BEGIN GIVEN DATA

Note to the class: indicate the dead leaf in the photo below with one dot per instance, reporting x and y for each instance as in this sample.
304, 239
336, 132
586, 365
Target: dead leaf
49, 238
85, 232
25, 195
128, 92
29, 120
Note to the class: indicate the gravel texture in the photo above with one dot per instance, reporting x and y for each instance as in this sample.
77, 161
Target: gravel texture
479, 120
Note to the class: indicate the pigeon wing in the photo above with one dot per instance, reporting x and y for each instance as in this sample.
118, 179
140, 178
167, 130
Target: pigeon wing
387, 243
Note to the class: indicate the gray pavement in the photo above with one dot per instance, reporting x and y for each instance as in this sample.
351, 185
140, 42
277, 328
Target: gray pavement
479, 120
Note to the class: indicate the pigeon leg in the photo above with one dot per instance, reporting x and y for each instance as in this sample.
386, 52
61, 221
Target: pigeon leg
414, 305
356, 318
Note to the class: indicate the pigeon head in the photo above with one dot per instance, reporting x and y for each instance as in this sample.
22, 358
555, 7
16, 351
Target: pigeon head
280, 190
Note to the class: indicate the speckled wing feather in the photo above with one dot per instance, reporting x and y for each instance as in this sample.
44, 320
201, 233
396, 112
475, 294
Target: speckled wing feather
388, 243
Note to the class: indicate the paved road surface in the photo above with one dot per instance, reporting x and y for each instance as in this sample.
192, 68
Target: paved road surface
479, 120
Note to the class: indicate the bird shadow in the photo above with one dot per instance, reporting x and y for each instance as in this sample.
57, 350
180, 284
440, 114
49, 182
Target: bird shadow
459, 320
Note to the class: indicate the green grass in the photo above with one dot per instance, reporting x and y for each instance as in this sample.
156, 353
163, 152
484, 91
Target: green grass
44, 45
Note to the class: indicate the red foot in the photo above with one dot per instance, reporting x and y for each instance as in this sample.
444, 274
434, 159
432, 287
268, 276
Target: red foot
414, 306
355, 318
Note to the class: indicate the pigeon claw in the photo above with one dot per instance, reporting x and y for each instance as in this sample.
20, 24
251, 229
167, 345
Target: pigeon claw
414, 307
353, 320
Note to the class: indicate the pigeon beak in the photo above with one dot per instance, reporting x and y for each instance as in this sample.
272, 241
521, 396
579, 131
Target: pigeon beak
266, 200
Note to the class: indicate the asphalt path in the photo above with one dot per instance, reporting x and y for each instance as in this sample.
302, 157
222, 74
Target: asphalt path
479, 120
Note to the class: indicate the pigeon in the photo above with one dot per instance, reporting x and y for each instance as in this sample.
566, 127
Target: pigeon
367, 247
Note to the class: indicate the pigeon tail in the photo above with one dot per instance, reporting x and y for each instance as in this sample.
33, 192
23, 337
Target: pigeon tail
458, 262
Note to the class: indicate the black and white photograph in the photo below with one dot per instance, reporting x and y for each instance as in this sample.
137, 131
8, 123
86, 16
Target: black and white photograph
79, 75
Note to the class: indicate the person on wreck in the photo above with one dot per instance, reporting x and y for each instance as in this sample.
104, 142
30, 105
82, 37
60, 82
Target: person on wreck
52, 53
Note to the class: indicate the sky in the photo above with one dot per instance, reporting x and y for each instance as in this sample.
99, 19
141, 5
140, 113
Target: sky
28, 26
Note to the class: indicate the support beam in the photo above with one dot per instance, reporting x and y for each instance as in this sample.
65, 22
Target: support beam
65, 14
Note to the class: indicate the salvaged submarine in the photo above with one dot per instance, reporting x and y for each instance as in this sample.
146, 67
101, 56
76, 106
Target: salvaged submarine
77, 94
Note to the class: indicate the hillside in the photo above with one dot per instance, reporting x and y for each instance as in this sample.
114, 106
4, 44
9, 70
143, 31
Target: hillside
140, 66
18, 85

END GIVEN DATA

EXERCISE PROMPT:
Return the material in full, exactly as shown.

SOLUTION BELOW:
Note to the class: indicate the dead leaf in the photo below with one dot per instance, reporting x and y for each instance as in this sample.
304, 239
336, 132
586, 365
Target: dead leaf
49, 238
85, 232
25, 195
128, 92
29, 120
Note to the class: indicate the gravel texture in the photo above with one dot per instance, reporting x and y for each instance as in this sample.
77, 161
Target: gravel texture
479, 120
Note to the class: indicate the pigeon wing in the photo above with one dot per instance, reporting x and y for each instance as in this sample.
118, 179
140, 178
167, 130
Target: pigeon wing
387, 243
Note to the class: indicate the gray pavement in the photo above with one dot per instance, reporting x and y for each instance as in this sample.
351, 185
140, 42
277, 328
Target: gray pavement
479, 120
Note to the class: indicate the pigeon leg in the photo above with one dot per instance, reporting x and y for each instance as in this sample.
386, 52
61, 221
Target: pigeon leg
414, 305
356, 318
Note to the class: indicate the pigeon head in the photo above with one dot per instance, reporting x and y for each instance as in this sample.
22, 358
555, 7
16, 351
Target: pigeon head
280, 190
Note to the class: indicate the speckled wing feather in the photo above with one dot per instance, reporting x and y for each instance as in this sample.
44, 320
201, 233
396, 112
475, 294
Target: speckled wing feather
388, 243
Note to the class: indicate the paved road surface in the photo above with one dot per instance, reporting x and y for each instance as in this sample.
192, 68
Target: paved road surface
479, 120
Note to the class: indicate the bird shadow in the photo above with one dot per instance, reporting x and y for each instance as in this sample.
57, 350
180, 284
440, 114
49, 182
Target: bird shadow
459, 320
Note to the class: indicate the green grass in the photo above with one dot per instance, reporting x and y for each instance as in this sample.
156, 353
163, 152
484, 91
Target: green grass
44, 45
Note to the class: indicate the red foot in the photo above with one dot per instance, reporting x and y for each instance as in this sample.
444, 274
434, 159
432, 287
268, 276
Target: red foot
414, 306
355, 318
Note to the class: indicate the pigeon claw in the photo above with one dot per instance, reporting x and y for each instance as in this sample.
20, 24
251, 229
167, 345
Target: pigeon claw
414, 307
353, 320
Note to the class: indicate the pigeon beak in the photo above with one dot per instance, reporting x and y for each instance as in this sample.
272, 241
521, 396
579, 131
Target: pigeon beak
266, 200
Note to the class: indicate the asphalt path in the photo above with one dot per instance, reporting x and y for each instance as in this sample.
302, 157
222, 74
Target: asphalt path
479, 120
Note to the class: indicate the pigeon in the photo above with one dot per instance, reporting x and y for each instance as in this sample.
566, 127
Target: pigeon
367, 247
Note to the class: indicate the pigeon tail in the photo above with one dot per instance, reporting x and y for each instance as in this sample.
33, 192
23, 337
Target: pigeon tail
458, 262
Note to the class: indicate the black and white photograph in the photo below with one dot per instance, reporting x and y for each instance as in this sample.
137, 131
8, 123
86, 16
Target: black and white photograph
79, 75
Note to the class: indicate the person on wreck in the photo above with one dot per instance, reporting x and y for each instance as in this sample.
104, 142
30, 105
82, 37
60, 82
Target: person on wreck
52, 53
Note to the class: indicate the sky in the photo above with one dot per instance, reporting x and y for each instance as in this sample.
99, 19
141, 5
140, 113
Target: sky
28, 26
Note to the class: indicate the support beam in the photo above with one dot per instance, reporting x and y for each instance as in this sample.
65, 22
Target: support beam
65, 14
Note to the class: indicate the salvaged submarine in the photo above with one dot per instance, reporting x and y for each instance as in this sample.
146, 67
101, 56
76, 106
Target: salvaged submarine
77, 94
Note to the class: indicate the hillside in the photo above with one dot per instance, reporting x and y for each instance as in this sample.
114, 106
4, 44
9, 70
143, 31
Target: hillside
140, 66
18, 85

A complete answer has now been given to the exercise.